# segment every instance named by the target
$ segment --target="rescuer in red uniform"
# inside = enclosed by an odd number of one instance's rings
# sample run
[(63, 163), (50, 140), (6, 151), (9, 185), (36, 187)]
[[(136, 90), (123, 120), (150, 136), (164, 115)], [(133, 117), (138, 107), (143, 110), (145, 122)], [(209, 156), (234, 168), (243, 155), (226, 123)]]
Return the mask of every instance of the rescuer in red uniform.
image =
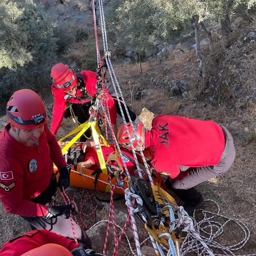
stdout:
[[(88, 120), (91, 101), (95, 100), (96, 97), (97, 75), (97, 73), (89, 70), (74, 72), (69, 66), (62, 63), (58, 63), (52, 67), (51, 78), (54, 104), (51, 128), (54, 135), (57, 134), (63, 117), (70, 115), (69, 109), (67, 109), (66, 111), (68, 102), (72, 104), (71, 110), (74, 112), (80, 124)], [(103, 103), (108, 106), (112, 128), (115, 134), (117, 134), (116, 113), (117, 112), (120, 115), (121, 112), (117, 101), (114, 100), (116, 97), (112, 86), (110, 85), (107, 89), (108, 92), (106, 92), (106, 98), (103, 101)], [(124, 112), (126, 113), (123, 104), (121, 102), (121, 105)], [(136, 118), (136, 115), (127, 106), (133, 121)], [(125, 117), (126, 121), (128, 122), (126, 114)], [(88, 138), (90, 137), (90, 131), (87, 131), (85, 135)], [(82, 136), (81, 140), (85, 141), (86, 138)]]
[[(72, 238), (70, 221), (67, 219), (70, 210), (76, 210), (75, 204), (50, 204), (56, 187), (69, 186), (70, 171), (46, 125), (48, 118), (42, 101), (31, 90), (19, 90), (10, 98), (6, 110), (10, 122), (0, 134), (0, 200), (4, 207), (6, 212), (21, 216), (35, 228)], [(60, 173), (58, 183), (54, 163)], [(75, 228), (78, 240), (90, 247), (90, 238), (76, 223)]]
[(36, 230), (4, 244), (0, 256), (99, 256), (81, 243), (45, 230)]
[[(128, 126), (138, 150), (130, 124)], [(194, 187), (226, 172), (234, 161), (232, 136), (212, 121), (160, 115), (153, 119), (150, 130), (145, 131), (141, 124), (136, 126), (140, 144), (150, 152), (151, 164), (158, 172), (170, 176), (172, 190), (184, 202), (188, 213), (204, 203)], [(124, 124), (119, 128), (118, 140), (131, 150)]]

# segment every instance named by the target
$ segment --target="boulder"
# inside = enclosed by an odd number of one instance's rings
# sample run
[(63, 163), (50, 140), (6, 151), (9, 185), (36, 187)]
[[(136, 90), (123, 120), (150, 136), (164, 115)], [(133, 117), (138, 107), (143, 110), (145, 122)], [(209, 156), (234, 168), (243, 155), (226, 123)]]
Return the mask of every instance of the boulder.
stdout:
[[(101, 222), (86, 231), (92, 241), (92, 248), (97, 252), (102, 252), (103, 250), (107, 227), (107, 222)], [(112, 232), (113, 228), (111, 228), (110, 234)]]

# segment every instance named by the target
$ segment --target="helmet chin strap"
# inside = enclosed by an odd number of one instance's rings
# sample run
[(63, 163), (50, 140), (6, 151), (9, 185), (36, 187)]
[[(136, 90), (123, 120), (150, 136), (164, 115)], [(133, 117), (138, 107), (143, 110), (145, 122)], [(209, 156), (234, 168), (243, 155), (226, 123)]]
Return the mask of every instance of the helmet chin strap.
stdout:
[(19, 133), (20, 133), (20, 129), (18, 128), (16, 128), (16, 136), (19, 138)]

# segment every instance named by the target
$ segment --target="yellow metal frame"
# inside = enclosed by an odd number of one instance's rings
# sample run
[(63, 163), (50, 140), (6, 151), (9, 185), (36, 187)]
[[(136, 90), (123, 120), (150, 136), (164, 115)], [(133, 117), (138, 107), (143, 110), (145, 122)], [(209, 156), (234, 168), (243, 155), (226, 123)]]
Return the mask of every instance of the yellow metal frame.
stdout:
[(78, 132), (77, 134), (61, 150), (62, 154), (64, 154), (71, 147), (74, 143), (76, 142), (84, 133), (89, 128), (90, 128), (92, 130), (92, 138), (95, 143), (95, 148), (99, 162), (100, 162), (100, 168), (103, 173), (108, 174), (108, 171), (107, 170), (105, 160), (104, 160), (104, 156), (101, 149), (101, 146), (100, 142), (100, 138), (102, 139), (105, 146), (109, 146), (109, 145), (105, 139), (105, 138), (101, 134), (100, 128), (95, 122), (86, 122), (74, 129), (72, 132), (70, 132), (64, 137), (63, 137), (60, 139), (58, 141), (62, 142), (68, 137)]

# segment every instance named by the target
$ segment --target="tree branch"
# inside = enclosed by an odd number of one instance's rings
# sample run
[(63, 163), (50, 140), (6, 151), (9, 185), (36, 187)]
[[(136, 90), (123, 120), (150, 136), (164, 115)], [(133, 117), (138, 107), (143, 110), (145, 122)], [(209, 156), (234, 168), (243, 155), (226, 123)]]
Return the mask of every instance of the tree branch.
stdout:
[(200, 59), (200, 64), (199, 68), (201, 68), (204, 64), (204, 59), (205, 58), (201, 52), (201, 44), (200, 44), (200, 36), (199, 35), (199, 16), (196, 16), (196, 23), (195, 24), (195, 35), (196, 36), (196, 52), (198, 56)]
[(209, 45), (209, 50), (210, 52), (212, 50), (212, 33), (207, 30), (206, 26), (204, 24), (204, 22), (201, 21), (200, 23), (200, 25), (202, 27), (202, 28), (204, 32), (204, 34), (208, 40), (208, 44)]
_ _ _ _ _ _ _
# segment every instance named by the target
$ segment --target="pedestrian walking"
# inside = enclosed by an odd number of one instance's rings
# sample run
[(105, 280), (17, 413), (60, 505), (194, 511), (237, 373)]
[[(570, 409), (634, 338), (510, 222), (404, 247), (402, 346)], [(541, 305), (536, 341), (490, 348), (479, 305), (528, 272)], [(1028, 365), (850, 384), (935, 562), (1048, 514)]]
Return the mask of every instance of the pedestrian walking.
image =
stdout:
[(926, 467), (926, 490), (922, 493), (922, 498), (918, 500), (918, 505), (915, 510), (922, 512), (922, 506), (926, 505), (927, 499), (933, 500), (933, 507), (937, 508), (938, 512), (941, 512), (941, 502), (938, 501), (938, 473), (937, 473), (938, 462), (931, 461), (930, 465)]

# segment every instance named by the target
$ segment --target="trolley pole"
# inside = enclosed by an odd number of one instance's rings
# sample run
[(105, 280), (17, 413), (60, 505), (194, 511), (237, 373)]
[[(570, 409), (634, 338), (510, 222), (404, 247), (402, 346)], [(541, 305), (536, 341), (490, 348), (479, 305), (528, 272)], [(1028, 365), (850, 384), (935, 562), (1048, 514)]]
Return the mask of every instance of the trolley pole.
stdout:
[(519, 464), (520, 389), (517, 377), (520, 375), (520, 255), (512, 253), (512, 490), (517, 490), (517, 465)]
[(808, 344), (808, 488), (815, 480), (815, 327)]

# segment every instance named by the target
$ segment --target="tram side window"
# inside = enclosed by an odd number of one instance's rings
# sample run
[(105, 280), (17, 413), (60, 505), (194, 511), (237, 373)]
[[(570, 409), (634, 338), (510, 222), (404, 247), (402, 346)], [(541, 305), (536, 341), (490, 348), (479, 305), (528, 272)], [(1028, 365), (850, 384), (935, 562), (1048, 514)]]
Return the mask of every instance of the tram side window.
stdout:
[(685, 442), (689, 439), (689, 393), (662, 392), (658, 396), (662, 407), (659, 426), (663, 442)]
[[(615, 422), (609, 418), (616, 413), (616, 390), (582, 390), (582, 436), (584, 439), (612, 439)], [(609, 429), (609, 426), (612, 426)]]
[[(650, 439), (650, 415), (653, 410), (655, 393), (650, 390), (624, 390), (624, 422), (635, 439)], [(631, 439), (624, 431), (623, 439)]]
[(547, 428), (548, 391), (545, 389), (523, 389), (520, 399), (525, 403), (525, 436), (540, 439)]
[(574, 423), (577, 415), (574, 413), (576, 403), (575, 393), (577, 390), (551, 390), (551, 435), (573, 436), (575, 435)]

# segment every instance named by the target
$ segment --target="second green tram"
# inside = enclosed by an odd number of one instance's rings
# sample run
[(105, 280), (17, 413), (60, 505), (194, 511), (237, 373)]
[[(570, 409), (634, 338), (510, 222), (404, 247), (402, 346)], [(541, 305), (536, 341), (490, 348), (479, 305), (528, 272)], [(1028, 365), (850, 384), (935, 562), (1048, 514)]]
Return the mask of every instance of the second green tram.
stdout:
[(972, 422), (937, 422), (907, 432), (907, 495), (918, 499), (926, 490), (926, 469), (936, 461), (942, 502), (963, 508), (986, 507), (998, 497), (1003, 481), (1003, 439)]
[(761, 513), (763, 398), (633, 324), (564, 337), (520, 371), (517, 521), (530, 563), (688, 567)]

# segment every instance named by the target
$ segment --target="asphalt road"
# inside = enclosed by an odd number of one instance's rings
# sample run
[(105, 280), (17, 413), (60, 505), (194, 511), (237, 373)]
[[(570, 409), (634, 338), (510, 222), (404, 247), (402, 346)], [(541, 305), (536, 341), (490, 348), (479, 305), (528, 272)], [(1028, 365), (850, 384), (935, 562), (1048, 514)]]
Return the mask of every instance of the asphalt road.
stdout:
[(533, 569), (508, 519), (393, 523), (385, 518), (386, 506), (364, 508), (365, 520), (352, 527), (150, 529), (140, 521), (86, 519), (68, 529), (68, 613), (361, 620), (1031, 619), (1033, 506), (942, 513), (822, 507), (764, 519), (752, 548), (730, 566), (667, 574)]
_ _ _ _ _ _ _
Work instructions: Return every line of the listing above that contains the string "second", treating uppercase and lowercase letters as distinct.

Exercise result:
$ segment --target="second green tram"
Return the mask of every instance of the second green tram.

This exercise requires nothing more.